• _Exercise task_:
Render as a JSON list of strings, one string per line, the lines starting at the one that contains "195 122 L 193" and ending at the one that contains "89 126 L 87", with both of those lines included.

Image segmentation items:
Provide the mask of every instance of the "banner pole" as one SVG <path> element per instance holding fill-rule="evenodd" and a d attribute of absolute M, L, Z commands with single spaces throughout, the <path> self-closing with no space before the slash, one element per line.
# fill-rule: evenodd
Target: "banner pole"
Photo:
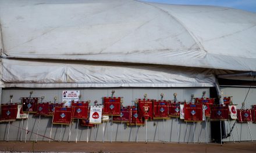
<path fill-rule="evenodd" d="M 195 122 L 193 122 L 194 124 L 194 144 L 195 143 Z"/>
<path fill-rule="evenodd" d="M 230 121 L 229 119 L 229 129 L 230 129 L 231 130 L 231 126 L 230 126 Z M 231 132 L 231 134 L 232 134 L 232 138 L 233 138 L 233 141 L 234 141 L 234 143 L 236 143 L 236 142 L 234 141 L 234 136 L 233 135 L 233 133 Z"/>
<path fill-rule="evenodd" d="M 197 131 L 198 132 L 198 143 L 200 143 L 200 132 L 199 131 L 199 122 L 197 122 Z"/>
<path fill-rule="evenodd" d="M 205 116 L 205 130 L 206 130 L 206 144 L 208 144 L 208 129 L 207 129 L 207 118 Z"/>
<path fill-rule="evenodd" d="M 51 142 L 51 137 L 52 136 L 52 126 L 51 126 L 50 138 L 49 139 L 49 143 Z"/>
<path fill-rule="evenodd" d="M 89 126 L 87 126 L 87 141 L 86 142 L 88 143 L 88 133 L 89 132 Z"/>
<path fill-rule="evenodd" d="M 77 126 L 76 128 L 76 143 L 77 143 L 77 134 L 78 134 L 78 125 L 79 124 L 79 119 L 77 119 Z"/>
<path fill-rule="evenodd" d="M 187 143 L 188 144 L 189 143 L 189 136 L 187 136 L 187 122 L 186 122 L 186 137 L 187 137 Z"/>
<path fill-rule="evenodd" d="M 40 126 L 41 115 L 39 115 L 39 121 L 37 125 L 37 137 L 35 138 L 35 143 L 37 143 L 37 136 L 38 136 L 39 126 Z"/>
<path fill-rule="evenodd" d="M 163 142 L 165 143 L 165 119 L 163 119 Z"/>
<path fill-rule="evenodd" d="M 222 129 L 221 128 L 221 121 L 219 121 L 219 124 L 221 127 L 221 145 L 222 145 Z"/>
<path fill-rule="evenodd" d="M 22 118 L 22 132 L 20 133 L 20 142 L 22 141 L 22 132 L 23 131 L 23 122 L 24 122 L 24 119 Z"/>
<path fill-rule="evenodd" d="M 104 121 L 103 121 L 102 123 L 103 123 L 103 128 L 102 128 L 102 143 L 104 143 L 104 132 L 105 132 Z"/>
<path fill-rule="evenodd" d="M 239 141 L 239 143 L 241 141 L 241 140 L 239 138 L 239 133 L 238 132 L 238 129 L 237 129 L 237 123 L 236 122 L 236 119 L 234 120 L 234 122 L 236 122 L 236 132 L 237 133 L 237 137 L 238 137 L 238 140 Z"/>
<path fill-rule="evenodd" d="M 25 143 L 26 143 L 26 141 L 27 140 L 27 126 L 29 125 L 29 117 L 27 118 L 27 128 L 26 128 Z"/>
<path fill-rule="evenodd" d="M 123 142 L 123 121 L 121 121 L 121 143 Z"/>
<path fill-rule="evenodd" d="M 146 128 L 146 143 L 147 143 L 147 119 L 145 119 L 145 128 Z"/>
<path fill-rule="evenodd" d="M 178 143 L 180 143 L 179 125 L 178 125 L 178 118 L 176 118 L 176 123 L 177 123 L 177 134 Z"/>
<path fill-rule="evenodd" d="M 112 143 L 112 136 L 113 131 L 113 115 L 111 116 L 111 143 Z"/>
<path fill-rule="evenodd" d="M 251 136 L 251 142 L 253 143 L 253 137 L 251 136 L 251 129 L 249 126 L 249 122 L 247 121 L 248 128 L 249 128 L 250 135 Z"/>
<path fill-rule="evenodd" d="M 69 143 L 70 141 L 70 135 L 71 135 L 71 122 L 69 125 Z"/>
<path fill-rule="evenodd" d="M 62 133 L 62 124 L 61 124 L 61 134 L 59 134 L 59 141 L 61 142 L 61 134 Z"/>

• _Problem solution_:
[
  "<path fill-rule=\"evenodd\" d=\"M 195 122 L 193 122 L 194 124 L 194 144 L 195 143 Z\"/>",
  "<path fill-rule=\"evenodd\" d=\"M 230 121 L 229 119 L 229 129 L 230 129 L 231 130 L 231 126 L 230 126 Z M 231 132 L 231 134 L 232 134 L 232 138 L 233 138 L 233 141 L 234 141 L 234 143 L 236 143 L 236 142 L 234 141 L 234 136 L 233 135 L 233 133 Z\"/>",
  "<path fill-rule=\"evenodd\" d=\"M 197 131 L 198 132 L 198 143 L 200 143 L 200 132 L 199 131 L 199 122 L 197 122 Z\"/>",
  "<path fill-rule=\"evenodd\" d=\"M 205 116 L 205 130 L 206 130 L 206 144 L 208 144 L 208 129 L 207 129 L 207 118 Z\"/>",
  "<path fill-rule=\"evenodd\" d=\"M 51 142 L 51 137 L 52 136 L 52 126 L 51 126 L 50 138 L 49 139 L 49 143 Z\"/>",
  "<path fill-rule=\"evenodd\" d=\"M 89 126 L 87 126 L 87 141 L 86 142 L 88 143 L 88 133 L 89 132 Z\"/>"
]